Point labeling examples:

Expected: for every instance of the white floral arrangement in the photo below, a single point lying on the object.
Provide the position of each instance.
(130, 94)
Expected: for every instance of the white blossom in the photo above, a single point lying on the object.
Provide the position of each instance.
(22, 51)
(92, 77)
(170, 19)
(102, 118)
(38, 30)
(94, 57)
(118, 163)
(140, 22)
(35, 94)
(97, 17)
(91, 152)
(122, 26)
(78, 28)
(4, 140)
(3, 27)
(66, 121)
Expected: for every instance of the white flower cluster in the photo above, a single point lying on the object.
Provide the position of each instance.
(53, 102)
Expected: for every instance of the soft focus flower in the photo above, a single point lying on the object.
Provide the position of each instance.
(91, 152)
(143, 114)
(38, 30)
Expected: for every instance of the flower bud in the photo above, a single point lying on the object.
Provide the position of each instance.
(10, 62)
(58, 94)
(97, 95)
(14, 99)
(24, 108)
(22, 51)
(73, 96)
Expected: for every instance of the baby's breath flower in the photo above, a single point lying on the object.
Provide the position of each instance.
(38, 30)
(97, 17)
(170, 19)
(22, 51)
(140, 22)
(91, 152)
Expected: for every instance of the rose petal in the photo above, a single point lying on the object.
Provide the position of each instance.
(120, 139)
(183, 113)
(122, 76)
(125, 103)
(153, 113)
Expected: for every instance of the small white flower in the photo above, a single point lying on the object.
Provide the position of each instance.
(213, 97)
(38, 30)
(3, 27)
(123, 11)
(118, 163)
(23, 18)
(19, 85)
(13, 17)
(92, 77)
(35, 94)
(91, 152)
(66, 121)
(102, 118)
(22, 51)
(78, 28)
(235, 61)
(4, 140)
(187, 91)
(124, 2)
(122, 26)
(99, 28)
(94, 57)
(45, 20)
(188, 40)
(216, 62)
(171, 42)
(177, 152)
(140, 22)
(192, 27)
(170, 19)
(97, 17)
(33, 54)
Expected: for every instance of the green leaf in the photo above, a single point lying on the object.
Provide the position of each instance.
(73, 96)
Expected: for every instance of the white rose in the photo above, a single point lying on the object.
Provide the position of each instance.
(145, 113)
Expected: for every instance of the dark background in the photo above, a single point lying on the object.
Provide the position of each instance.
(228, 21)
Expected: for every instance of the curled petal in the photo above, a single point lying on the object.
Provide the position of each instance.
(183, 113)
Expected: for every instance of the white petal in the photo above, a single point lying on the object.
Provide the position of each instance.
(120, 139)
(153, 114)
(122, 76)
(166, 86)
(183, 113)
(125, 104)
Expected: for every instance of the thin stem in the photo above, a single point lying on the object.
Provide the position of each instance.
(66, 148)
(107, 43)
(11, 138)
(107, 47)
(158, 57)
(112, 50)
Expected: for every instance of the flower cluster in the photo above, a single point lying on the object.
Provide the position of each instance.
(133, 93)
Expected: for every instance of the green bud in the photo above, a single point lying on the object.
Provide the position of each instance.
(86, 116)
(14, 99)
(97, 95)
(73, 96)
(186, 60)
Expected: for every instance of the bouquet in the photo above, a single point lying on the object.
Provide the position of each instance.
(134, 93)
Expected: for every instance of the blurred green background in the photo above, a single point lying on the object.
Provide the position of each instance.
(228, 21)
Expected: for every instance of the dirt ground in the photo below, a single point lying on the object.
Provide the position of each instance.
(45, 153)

(Exercise details): Reproduce each record exactly, leaving nothing out.

(Full solution):
Expected: for every instance of the white floral arrangement in the photo below, a single point lying on the object.
Provide the position of each instance.
(130, 94)
Expected: for every instance of the white blossom in the photo above, a single point lying on the object.
Provide the position of each instance.
(22, 51)
(92, 77)
(170, 19)
(102, 118)
(38, 30)
(94, 57)
(118, 163)
(140, 22)
(35, 94)
(97, 17)
(91, 152)
(122, 26)
(78, 28)
(4, 140)
(3, 27)
(66, 121)
Expected: for every instance of the white flower cluster in the photo above, a single point lying on the object.
Provide the position of each instance.
(53, 102)
Expected: for every instance of the soft focus flower in the photo above, a single point lying on the object.
Provide the position of each instance.
(91, 152)
(143, 114)
(38, 30)
Expected: for every instance of the flower bud in the photo above, a single point lying on the object.
Provide the position of each instance.
(10, 62)
(58, 94)
(97, 95)
(14, 99)
(24, 108)
(22, 51)
(73, 96)
Expected: for every instance of the baby's breath flower in the photo above, a single point lying on the object.
Provide the position of each instance.
(38, 30)
(97, 17)
(170, 19)
(22, 51)
(140, 22)
(91, 152)
Expected: for every instance of the rose petal in the photo above, a single point lying on the object.
Provide the position of each instance.
(120, 139)
(183, 113)
(122, 76)
(125, 103)
(153, 113)
Expected: for every instance of the small white flower in the photo above, a single point lying on the object.
Provide the position of each instance.
(213, 97)
(38, 30)
(3, 27)
(123, 11)
(118, 163)
(23, 18)
(19, 85)
(13, 17)
(92, 77)
(35, 94)
(91, 152)
(66, 121)
(102, 118)
(22, 51)
(78, 28)
(235, 61)
(4, 140)
(187, 91)
(124, 2)
(122, 26)
(99, 28)
(94, 57)
(45, 20)
(188, 40)
(216, 62)
(171, 42)
(177, 152)
(140, 22)
(192, 27)
(170, 19)
(97, 17)
(33, 54)
Expected: for every instance of the green leaf in the photo above, a single point lying on the object.
Provide the position of each instance.
(73, 96)
Expected: for every instance of the white rose in the photo above, a single point lying on the object.
Provide the position of each instance.
(145, 113)
Expected: for every instance of the dark background in the photo above, a single point lying on the object.
Provide the position of each instance.
(228, 21)
Expected: for every instance of the curled petal in the photo above, a single point lying on the object.
Provide the position of each instance.
(183, 113)
Expected: for every instance of the white petal in the photo above, a single point lying on the object.
Provide the position of each instance.
(120, 139)
(153, 114)
(122, 76)
(166, 86)
(183, 113)
(125, 104)
Expected: for every instance of the thin stem in the photo above, a single point lying on the object.
Provide the position of each instance.
(66, 148)
(107, 43)
(11, 138)
(107, 47)
(158, 57)
(112, 50)
Expected: for every instance of the flower cluster in the photo above, a single point lying on the object.
Provide the position of each instance.
(133, 93)
Expected: for every instance of the green bud in the photo above, a single point lying on the object.
Provide the position of each instance.
(86, 116)
(14, 99)
(97, 95)
(73, 96)
(186, 60)
Expected: for every instance of the bouquet in the photo above, a single point lying on the object.
Provide the position of each instance.
(134, 93)
Expected: for every instance of the blurred green background in the photo above, a single point lying on the object.
Provide the position of each instance.
(228, 21)
Expected: for every instance of the dirt ground in the photo below, a single point lying on the object.
Provide the position of each instance.
(45, 153)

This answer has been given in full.